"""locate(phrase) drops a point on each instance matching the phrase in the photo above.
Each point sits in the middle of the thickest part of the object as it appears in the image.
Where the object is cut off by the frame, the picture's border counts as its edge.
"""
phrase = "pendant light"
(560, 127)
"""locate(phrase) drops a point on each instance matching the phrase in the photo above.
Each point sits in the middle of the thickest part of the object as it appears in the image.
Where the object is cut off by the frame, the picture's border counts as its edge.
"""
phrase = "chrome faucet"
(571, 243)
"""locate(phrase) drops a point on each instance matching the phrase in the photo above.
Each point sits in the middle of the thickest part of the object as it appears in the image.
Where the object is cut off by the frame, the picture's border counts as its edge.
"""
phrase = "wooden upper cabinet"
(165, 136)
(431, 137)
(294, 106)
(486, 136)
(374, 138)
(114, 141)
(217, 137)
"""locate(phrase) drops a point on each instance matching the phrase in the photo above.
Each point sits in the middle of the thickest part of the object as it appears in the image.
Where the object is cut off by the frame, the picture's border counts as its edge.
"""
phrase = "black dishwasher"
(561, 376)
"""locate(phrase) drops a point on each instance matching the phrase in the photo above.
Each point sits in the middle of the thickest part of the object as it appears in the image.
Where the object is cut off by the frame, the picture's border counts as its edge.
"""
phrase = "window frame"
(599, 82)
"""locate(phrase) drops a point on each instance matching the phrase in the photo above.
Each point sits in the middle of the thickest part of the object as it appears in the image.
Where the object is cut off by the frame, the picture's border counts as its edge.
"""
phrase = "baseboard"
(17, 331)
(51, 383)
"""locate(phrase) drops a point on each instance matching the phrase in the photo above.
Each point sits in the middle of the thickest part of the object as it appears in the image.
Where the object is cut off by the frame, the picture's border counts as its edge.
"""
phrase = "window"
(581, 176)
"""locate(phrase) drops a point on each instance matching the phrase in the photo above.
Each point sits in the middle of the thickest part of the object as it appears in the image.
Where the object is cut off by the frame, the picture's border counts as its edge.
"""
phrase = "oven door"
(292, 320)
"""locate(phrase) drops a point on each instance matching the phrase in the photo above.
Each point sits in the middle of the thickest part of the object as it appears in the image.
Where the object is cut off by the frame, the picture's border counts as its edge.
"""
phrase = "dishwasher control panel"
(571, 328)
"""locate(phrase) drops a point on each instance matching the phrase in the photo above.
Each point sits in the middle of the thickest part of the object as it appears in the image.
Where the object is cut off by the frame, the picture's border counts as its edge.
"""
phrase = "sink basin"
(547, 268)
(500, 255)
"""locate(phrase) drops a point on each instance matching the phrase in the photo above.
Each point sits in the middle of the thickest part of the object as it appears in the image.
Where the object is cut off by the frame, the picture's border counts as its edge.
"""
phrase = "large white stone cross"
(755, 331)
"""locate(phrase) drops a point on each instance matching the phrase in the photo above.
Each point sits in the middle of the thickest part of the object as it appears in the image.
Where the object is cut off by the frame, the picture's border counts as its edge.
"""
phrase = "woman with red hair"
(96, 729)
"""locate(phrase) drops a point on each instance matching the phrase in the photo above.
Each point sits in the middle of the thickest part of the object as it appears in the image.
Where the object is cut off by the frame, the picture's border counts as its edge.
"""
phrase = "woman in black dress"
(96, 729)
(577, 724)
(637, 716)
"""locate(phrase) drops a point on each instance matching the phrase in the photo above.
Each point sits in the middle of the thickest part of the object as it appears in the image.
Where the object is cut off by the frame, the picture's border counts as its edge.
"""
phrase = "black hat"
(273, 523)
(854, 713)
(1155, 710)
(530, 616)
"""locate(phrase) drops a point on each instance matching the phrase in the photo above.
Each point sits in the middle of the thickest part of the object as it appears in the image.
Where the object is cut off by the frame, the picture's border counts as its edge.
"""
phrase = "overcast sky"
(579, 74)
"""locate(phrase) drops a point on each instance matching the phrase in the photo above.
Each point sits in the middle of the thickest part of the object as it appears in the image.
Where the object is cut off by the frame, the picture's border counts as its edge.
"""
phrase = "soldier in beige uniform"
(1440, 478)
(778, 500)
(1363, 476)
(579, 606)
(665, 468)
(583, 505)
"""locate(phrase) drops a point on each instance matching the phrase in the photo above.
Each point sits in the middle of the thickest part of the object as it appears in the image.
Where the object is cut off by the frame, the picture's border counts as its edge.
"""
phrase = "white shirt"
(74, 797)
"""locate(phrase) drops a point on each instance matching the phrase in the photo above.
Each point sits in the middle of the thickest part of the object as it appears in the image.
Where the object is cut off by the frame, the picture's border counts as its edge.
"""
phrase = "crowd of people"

**What you will do:**
Please set down each entry again, word for word.

**Written solution:**
"""locate(phrase) drops a point on each instance matching the phrase in the photo above.
Each point sits in the middle of the thickest part of the object as it appears in the image.
Where the object is cut off by the frame, the picture's border counts as its edge.
"""
phrase = "pendant light"
(560, 127)
"""locate(phrase) drops a point on each instance matching the phrase in the photo above.
Each point sits in the middle of the thickest part of the object as it appears in the image.
Where the object is cut off by the frame, the picture's border counts as its edge.
"""
phrase = "chrome faucet"
(571, 243)
"""locate(phrase) drops a point on each instance matching the phrase in the photo above.
Each point sits in the middle of the thickest part of the object as it appears in the image.
Where the object is cut off by the frame, the picture's border counts as its edge.
"""
phrase = "wooden upper cabinet"
(165, 136)
(431, 137)
(294, 106)
(486, 136)
(374, 138)
(114, 141)
(217, 137)
"""locate(phrase) drops a point on each instance matching the phrase in the photo above.
Each point sits in the middle of the thickest part of the object as it appears in the image.
Where the object is cut off by the frame, the picture's border counts as its edge.
"""
phrase = "black dishwasher"
(561, 376)
"""locate(phrase) drops a point on each instance matching the phrase in the photo above.
Each point sits in the middle of the thickest part of the object as it appears in the image.
Where the object is cut off by the frame, the picture's border counts as its edge.
"""
phrase = "window frame"
(599, 82)
"""locate(phrase) drops a point on each instance matching the phrase in the photo above.
Each point sits in the middle of the thickest part of the object as it appears in the image.
Where the object is cut off by the frame, the picture's border counts as its edge.
"""
phrase = "baseboard"
(17, 331)
(51, 383)
"""locate(phrase) drops a point on each instance matching the phrase in the photo above.
Each point sits in the middle of the thickest part of the object as it appears in the image.
Where the object is cut off by the frame, the picture's border counts as its edge.
"""
phrase = "window"
(581, 176)
"""locate(phrase) drops a point on each instance matching the phrase in the photo above.
Each point sits in the middle of the thickest part of the object as it appears in the image.
Where the object is cut off by the frame, the picture's border counts as its edge.
"""
phrase = "oven door"
(292, 320)
"""locate(phrase) drops a point on each instance matching the phrase in the photo above.
Each point sits in the middle of the thickest part of the object as it appears in the image.
Where the object is cut off by the frame, the picture's border counts as its edge.
"""
phrase = "dishwasher control panel"
(571, 328)
"""locate(phrase) drops a point on each instance matching the phrase in the photo above.
Each point sits in the middle of the thickest part of the object as it appears in the image.
Where the object is cut off by the frame, the picture's border counts as its edge.
"""
phrase = "sink basin"
(547, 268)
(500, 255)
"""locate(phrase) drops a point on each instance matching the phrase in the photo above.
Each point sits in the middle of the thickest part of the object as it appears in the image.
Where the object is cut off by the frame, the picture's border counts as its edge.
"""
phrase = "large white stone cross"
(755, 331)
"""locate(phrase) drops a point on each instance matching the phrase in the photo above.
Each point sits in the middle of the thickest part of the object as it appears in the image.
Where the object is cut off by the frame, the picture's border counts as its edge.
"""
phrase = "woman with red hair"
(96, 729)
"""locate(phrase) drops a point on each instance matching the phrase in the photo above.
Each point sits in the middle of the thickest part of the object as it appears in the image.
Where the object is cut off by the frame, the picture's border counts as its edge.
"""
phrase = "woman in black dress"
(96, 729)
(577, 724)
(637, 716)
"""locate(phrase) drops a point on each instance matching the phrase in the photo above.
Each point sits in the middle of the thickest part of the object as it appears in the image.
Where the object is cut off by the frame, the picture's border counts as its edge.
"""
phrase = "black hat"
(273, 523)
(854, 713)
(1155, 710)
(530, 616)
"""locate(phrase) drops a point on each instance matching the phrase in the photo above.
Each point sits in the middle of the thickest part of the object as it appears in the image.
Where the object is cut off by the frame, the picture's border counts as its edge.
"""
phrase = "overcast sky"
(579, 74)
"""locate(phrase) drops a point on each instance matching the phrase in the photo above.
Each point sits in the middle of the thickest part of the object as it appears in the image.
Where the object is cut off by the frame, the picture's border counts as its edge.
"""
phrase = "soldier in beige uniform"
(1440, 478)
(778, 500)
(1363, 476)
(579, 606)
(665, 468)
(583, 505)
"""locate(phrase) drops a point on each instance matching the phrase in the photo above.
Each point sits in the middle of the thickest part of the object as it appears in the image.
Where the object is cut off by the frame, the picture's border counts as its edge.
"""
phrase = "white shirt"
(74, 797)
"""locate(phrase) drops a point on each instance matching the phrase in the photo above.
Each point sits in the middle of the thickest part of the object as it appears in the image.
Where the object is cut off by the frame, the picture's border counts as its edge.
"""
phrase = "crowd of people"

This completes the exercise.